**Objective:** Format every line of the listing below as a Markdown table with the columns "Row" and "Line," numbering the rows and skipping blank lines. Leave the pictures out of the answer.

==== Items

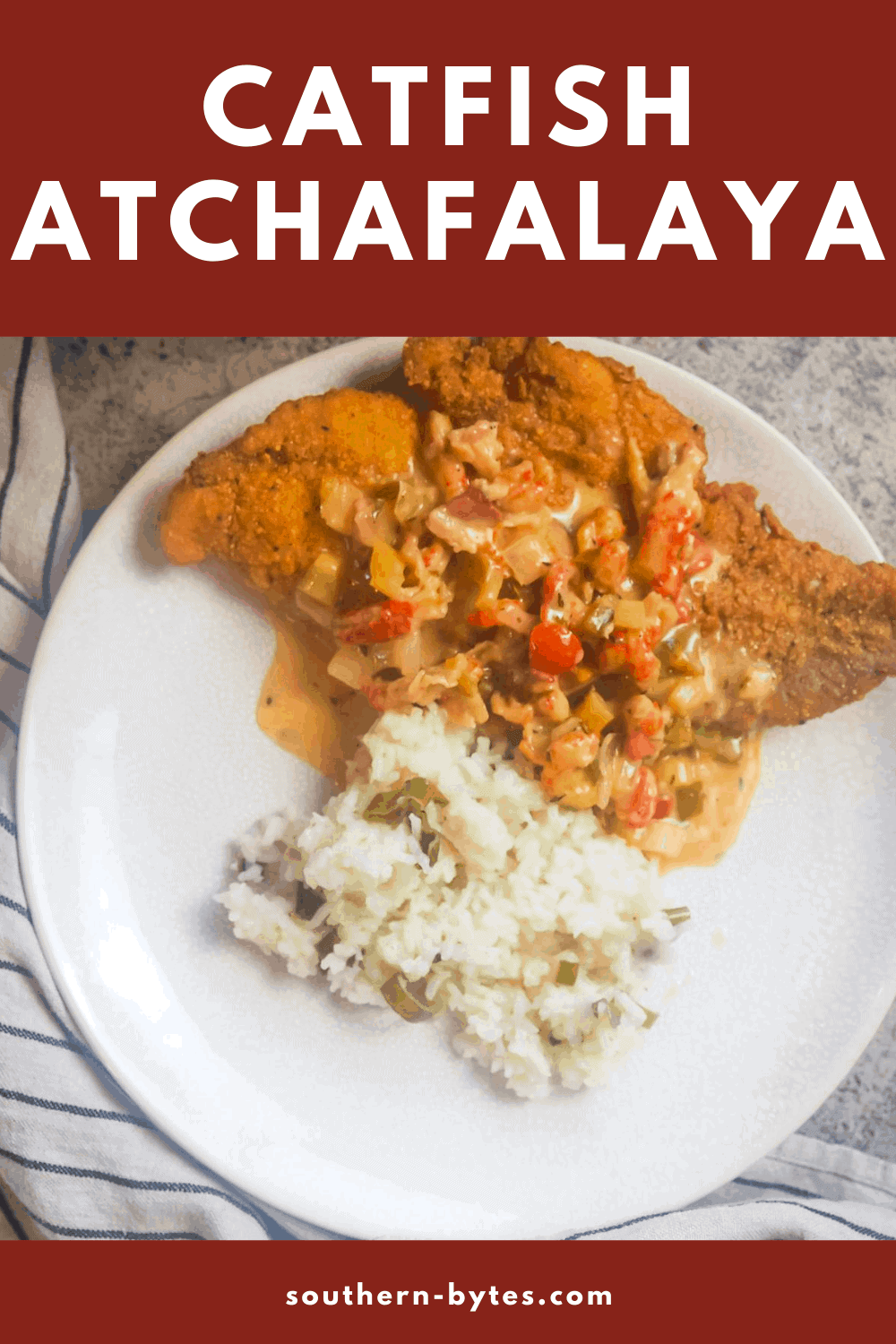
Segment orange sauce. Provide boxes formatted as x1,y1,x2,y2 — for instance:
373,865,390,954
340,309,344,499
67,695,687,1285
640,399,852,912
642,737,762,873
255,613,377,788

========

**Answer below:**
| Row | Line |
|---|---|
| 1 | Segment orange sauce. Provide boxes formatted as x1,y1,x2,y2 — for instance: |
| 2 | 373,865,390,954 |
| 3 | 340,309,344,499 |
| 4 | 67,695,687,1285 |
| 5 | 640,399,852,912 |
| 6 | 642,737,762,873 |
| 7 | 255,613,377,788 |